DATASET ENTRIES:
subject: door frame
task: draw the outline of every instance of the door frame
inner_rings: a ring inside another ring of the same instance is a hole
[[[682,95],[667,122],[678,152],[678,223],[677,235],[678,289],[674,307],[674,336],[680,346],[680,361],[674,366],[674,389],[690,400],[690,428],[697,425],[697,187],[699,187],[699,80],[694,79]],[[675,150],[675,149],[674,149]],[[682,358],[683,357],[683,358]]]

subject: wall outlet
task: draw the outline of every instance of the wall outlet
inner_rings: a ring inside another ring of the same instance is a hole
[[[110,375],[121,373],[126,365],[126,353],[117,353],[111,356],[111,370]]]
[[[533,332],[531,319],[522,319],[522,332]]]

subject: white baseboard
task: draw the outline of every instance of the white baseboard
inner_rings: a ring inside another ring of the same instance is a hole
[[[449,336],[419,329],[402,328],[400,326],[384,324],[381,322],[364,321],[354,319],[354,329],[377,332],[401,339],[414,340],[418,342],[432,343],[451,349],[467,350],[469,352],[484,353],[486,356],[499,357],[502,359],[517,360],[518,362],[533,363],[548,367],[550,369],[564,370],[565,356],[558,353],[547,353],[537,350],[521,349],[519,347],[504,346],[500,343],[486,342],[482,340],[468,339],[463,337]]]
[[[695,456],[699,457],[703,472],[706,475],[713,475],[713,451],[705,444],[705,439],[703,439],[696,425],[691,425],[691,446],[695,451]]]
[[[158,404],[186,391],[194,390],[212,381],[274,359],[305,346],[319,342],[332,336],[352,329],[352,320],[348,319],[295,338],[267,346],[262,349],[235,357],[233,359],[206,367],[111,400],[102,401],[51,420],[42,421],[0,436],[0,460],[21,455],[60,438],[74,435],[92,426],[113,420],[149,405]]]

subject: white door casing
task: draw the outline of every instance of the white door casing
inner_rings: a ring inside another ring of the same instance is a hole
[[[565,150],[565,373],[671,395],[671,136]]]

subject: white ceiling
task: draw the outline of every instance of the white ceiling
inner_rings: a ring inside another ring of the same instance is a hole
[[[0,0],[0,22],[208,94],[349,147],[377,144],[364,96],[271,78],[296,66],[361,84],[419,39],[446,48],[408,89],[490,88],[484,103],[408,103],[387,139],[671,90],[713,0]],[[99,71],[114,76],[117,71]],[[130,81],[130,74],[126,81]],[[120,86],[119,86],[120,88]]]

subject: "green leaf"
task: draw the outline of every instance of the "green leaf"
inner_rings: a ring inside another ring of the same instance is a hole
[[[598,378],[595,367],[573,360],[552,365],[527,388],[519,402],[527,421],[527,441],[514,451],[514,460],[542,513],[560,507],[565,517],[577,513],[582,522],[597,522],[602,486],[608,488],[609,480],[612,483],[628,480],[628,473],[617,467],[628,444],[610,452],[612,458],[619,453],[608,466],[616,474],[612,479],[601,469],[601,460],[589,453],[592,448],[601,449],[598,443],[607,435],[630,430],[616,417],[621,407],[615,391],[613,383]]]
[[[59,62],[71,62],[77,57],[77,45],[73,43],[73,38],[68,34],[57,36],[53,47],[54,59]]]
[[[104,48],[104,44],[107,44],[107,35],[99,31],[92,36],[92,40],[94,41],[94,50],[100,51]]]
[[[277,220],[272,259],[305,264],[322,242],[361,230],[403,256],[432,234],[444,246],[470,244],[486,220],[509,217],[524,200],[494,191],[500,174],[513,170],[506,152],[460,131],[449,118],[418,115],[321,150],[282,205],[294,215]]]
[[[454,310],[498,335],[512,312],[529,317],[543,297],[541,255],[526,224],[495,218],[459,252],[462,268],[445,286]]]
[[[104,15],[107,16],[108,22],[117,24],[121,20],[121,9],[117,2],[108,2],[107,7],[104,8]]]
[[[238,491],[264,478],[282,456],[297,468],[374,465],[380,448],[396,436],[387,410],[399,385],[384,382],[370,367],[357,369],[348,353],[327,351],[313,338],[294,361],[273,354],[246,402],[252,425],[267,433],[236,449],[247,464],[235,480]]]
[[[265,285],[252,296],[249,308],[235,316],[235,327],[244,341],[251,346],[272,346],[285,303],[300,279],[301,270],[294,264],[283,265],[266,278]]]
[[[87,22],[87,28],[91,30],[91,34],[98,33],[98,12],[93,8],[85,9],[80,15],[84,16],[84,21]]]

DIRECTIVE:
Reproduce all of the lines above without any change.

COMPLETE OUTPUT:
subject: door frame
task: draw the outline of every instance of the door frame
inner_rings: a ring inside another ring of the same instance is a hole
[[[682,95],[667,122],[678,152],[678,223],[677,235],[678,289],[674,307],[674,336],[680,346],[680,361],[674,366],[674,389],[690,400],[690,428],[697,425],[697,187],[699,187],[699,80],[694,79]],[[675,150],[675,149],[674,149]],[[682,358],[683,357],[683,358]]]

subject: wall outlet
task: draw the outline of every instance of the wall outlet
inner_rings: a ring inside another ring of the same instance is a hole
[[[110,375],[121,373],[126,365],[126,353],[117,353],[111,356],[111,370]]]
[[[533,332],[531,319],[522,319],[522,332]]]

subject: white baseboard
task: draw the outline of every instance of the white baseboard
inner_rings: a ring inside another ring of the same instance is a hole
[[[449,336],[419,329],[402,328],[400,326],[384,324],[381,322],[364,321],[354,319],[354,329],[377,332],[401,339],[414,340],[418,342],[432,343],[451,349],[467,350],[469,352],[484,353],[486,356],[499,357],[502,359],[517,360],[518,362],[533,363],[548,367],[550,369],[564,370],[565,356],[558,353],[547,353],[537,350],[521,349],[519,347],[504,346],[500,343],[486,342],[482,340],[468,339],[463,337]]]
[[[695,456],[699,457],[703,472],[706,475],[713,475],[713,451],[705,444],[705,439],[703,439],[696,425],[691,425],[691,446],[695,451]]]
[[[158,404],[186,391],[194,390],[212,381],[274,359],[305,346],[319,342],[332,336],[352,329],[352,320],[348,319],[295,338],[267,346],[262,349],[235,357],[233,359],[206,367],[111,400],[102,401],[51,420],[42,421],[0,436],[0,460],[21,455],[60,438],[74,435],[92,426],[113,420],[149,405]]]

subject: white door casing
task: draw the outline of every instance of the white door casing
inner_rings: a ring inside another ring of the same instance is a hole
[[[565,150],[565,373],[671,395],[671,136]]]

subject: white ceiling
task: draw the outline of every instance of the white ceiling
inner_rings: a ring inside another ring of the same instance is a hole
[[[0,0],[0,22],[208,94],[349,147],[377,144],[364,96],[271,78],[296,66],[361,84],[419,39],[446,48],[408,89],[490,88],[484,103],[408,103],[387,139],[671,90],[713,0]],[[99,71],[114,76],[117,71]],[[130,81],[130,74],[126,81]],[[120,86],[119,86],[120,88]]]

subject: "green leaf"
task: draw the outline of every instance of the "green leaf"
inner_rings: a ring inside another ring of the same instance is a hole
[[[598,378],[595,367],[573,360],[552,365],[527,388],[519,402],[527,421],[527,441],[514,451],[514,460],[542,513],[560,507],[565,517],[577,513],[582,522],[597,522],[602,486],[608,488],[609,480],[612,483],[628,480],[628,473],[617,467],[628,444],[610,452],[612,458],[619,453],[608,466],[616,474],[612,479],[601,469],[601,460],[589,453],[592,448],[601,449],[598,443],[607,435],[630,430],[616,417],[621,407],[615,391],[613,383]]]
[[[59,62],[71,62],[77,57],[77,45],[73,43],[73,38],[68,34],[57,36],[53,47],[54,59]]]
[[[104,48],[104,44],[107,44],[107,35],[99,31],[92,36],[92,40],[94,41],[94,50],[100,51]]]
[[[277,220],[272,259],[305,264],[322,242],[361,230],[403,256],[432,234],[444,246],[470,244],[486,220],[509,217],[524,200],[494,191],[500,174],[513,170],[506,152],[460,131],[449,118],[418,115],[321,150],[282,205],[294,215]]]
[[[454,310],[498,335],[512,312],[529,317],[543,297],[541,255],[526,224],[495,218],[459,252],[462,268],[445,286]]]
[[[104,15],[107,16],[108,22],[117,24],[121,20],[121,9],[117,2],[108,2],[107,7],[104,8]]]
[[[238,491],[264,478],[282,456],[297,468],[374,465],[380,448],[396,436],[387,410],[399,385],[384,382],[370,367],[357,369],[348,353],[327,351],[313,338],[294,361],[273,354],[246,402],[252,425],[267,433],[236,449],[247,464],[235,480]]]
[[[265,285],[252,296],[249,308],[235,316],[235,327],[244,341],[251,346],[272,346],[285,303],[300,279],[301,270],[294,264],[283,265],[266,278]]]
[[[87,22],[87,28],[91,30],[91,34],[98,33],[98,12],[93,8],[85,9],[80,15],[84,16],[84,21]]]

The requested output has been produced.